Task material >>
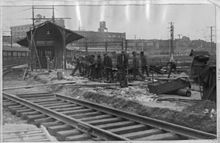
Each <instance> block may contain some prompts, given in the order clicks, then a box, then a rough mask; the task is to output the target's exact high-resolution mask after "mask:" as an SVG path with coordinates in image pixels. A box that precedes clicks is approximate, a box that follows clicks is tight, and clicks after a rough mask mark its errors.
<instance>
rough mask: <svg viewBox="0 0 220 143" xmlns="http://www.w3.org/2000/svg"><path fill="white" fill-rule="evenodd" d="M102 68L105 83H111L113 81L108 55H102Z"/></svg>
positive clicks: (110, 66) (107, 54) (111, 64)
mask: <svg viewBox="0 0 220 143" xmlns="http://www.w3.org/2000/svg"><path fill="white" fill-rule="evenodd" d="M103 66H104V70H105V76H106V80H107V82H112V81H113V72H112V59H111V57H110V56H109V55H108V53H105V54H104V61H103Z"/></svg>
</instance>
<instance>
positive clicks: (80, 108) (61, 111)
mask: <svg viewBox="0 0 220 143" xmlns="http://www.w3.org/2000/svg"><path fill="white" fill-rule="evenodd" d="M84 108H85V107H83V106H77V105H76V106H70V107H67V108H58V109H54V110H56V111H57V112H62V111H73V110H77V109H84Z"/></svg>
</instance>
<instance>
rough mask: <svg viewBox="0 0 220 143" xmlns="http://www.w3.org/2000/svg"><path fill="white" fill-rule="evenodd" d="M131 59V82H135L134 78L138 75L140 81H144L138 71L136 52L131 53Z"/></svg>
mask: <svg viewBox="0 0 220 143" xmlns="http://www.w3.org/2000/svg"><path fill="white" fill-rule="evenodd" d="M132 55H133V59H132V61H133V62H132V73H133V80H137V79H136V76H137V75H139V76H140V77H141V78H142V79H145V77H144V76H143V75H142V74H141V73H140V71H139V60H138V58H137V56H136V52H132Z"/></svg>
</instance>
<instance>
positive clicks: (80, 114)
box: [71, 111, 101, 118]
mask: <svg viewBox="0 0 220 143" xmlns="http://www.w3.org/2000/svg"><path fill="white" fill-rule="evenodd" d="M100 114H101V113H100V112H98V111H94V112H89V113H82V114H77V113H76V114H75V115H71V117H73V118H82V117H88V116H90V117H91V116H97V115H100Z"/></svg>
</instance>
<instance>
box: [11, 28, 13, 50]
mask: <svg viewBox="0 0 220 143" xmlns="http://www.w3.org/2000/svg"><path fill="white" fill-rule="evenodd" d="M12 42H13V39H12V29H11V48H12Z"/></svg>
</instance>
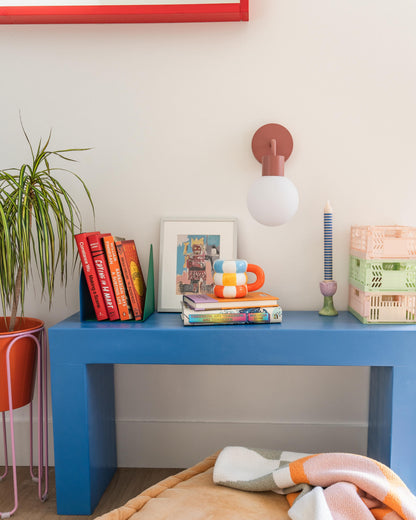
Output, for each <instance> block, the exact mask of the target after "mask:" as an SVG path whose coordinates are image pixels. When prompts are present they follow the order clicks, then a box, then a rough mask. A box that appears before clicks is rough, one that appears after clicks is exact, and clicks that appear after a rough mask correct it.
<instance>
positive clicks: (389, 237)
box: [350, 226, 416, 259]
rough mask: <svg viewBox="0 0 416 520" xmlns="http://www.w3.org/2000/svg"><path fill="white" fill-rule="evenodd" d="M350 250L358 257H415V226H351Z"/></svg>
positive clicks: (390, 258) (351, 252)
mask: <svg viewBox="0 0 416 520" xmlns="http://www.w3.org/2000/svg"><path fill="white" fill-rule="evenodd" d="M350 250H351V254H352V255H354V256H358V257H359V258H369V259H370V258H389V259H391V258H416V228H414V227H409V226H352V227H351V243H350Z"/></svg>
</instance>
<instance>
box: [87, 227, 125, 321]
mask: <svg viewBox="0 0 416 520" xmlns="http://www.w3.org/2000/svg"><path fill="white" fill-rule="evenodd" d="M87 240H88V245H89V246H90V250H91V256H92V258H93V260H94V264H95V270H96V272H97V276H98V280H99V282H100V286H101V291H102V293H103V298H104V303H105V305H106V307H107V312H108V317H109V318H110V320H111V321H114V320H119V319H120V315H119V313H118V309H117V302H116V297H115V295H114V290H113V284H112V283H111V277H110V273H109V271H108V267H107V259H106V256H105V252H104V246H103V239H102V237H101V234H99V233H96V234H95V235H89V236H88V237H87Z"/></svg>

Task directions >> Print the listing exactly, pictures excluded.

Result for this exercise >>
Each <instance> block may contain some prompts, given in the order clicks, then a box, then a rough mask; the task is to output the target's exact high-resolution mask after "mask:" as an SVG path with coordinates in image pixels. A box that precedes clicks is approximate, a box that follows clicks is tight, and clicks after a rough mask mark its errors.
<instance>
rough mask: <svg viewBox="0 0 220 143" xmlns="http://www.w3.org/2000/svg"><path fill="white" fill-rule="evenodd" d="M102 68L105 83H111L113 81L108 55H102Z"/></svg>
positive clicks: (110, 66) (107, 54) (111, 64)
mask: <svg viewBox="0 0 220 143" xmlns="http://www.w3.org/2000/svg"><path fill="white" fill-rule="evenodd" d="M103 66H104V70H105V76H106V80H107V82H112V81H113V72H112V59H111V57H110V56H109V55H108V53H105V54H104V61H103Z"/></svg>
</instance>
<instance>
positive clicks: (80, 108) (61, 111)
mask: <svg viewBox="0 0 220 143" xmlns="http://www.w3.org/2000/svg"><path fill="white" fill-rule="evenodd" d="M84 108H85V107H83V106H77V105H76V106H70V107H67V108H58V109H54V110H56V111H57V112H62V111H73V110H77V109H84Z"/></svg>
</instance>
<instance>
rough mask: <svg viewBox="0 0 220 143" xmlns="http://www.w3.org/2000/svg"><path fill="white" fill-rule="evenodd" d="M131 59V82H135L134 78L138 75L140 81H144L138 71L136 52L131 53Z"/></svg>
mask: <svg viewBox="0 0 220 143" xmlns="http://www.w3.org/2000/svg"><path fill="white" fill-rule="evenodd" d="M132 55H133V59H132V61H133V62H132V73H133V80H137V79H136V76H137V75H139V76H140V77H141V78H142V79H145V77H144V76H143V75H142V74H141V73H140V71H139V60H138V58H137V56H136V52H132Z"/></svg>
</instance>
<instance>
positive clicks: (80, 114)
box: [71, 111, 101, 118]
mask: <svg viewBox="0 0 220 143" xmlns="http://www.w3.org/2000/svg"><path fill="white" fill-rule="evenodd" d="M100 114H101V113H100V112H98V111H94V112H89V113H82V114H77V113H76V114H75V115H71V117H73V118H82V117H88V116H90V117H91V116H97V115H100Z"/></svg>
</instance>
<instance>
box: [11, 28, 13, 50]
mask: <svg viewBox="0 0 220 143" xmlns="http://www.w3.org/2000/svg"><path fill="white" fill-rule="evenodd" d="M12 42H13V39H12V29H11V48H12Z"/></svg>
</instance>
Output, for each <instance> block, the exact mask of the target after "mask:" as an SVG path whose coordinates are image pixels. When prompts are present they follow the order clicks, then a box, then a rough mask. A box that appears before clicks is rough, one that appears after clicks is exact, and clicks that appear after a rough mask correct it.
<instance>
positive clicks: (389, 237)
box: [350, 226, 416, 259]
rough mask: <svg viewBox="0 0 416 520" xmlns="http://www.w3.org/2000/svg"><path fill="white" fill-rule="evenodd" d="M350 250L358 257H415V226H351Z"/></svg>
positive clicks: (390, 258) (351, 252)
mask: <svg viewBox="0 0 416 520" xmlns="http://www.w3.org/2000/svg"><path fill="white" fill-rule="evenodd" d="M350 250H351V254H352V255H354V256H358V257H359V258H369V259H370V258H389V259H391V258H416V228H414V227H409V226H352V227H351V243H350Z"/></svg>
</instance>
<instance>
box: [87, 227, 125, 321]
mask: <svg viewBox="0 0 416 520" xmlns="http://www.w3.org/2000/svg"><path fill="white" fill-rule="evenodd" d="M87 240H88V245H89V246H90V250H91V256H92V258H93V260H94V264H95V270H96V272H97V276H98V280H99V282H100V286H101V291H102V293H103V298H104V303H105V305H106V307H107V312H108V317H109V318H110V320H111V321H114V320H119V319H120V315H119V313H118V309H117V302H116V297H115V295H114V290H113V284H112V283H111V277H110V273H109V271H108V267H107V259H106V256H105V252H104V246H103V239H102V237H101V234H99V233H96V234H95V235H89V236H88V237H87Z"/></svg>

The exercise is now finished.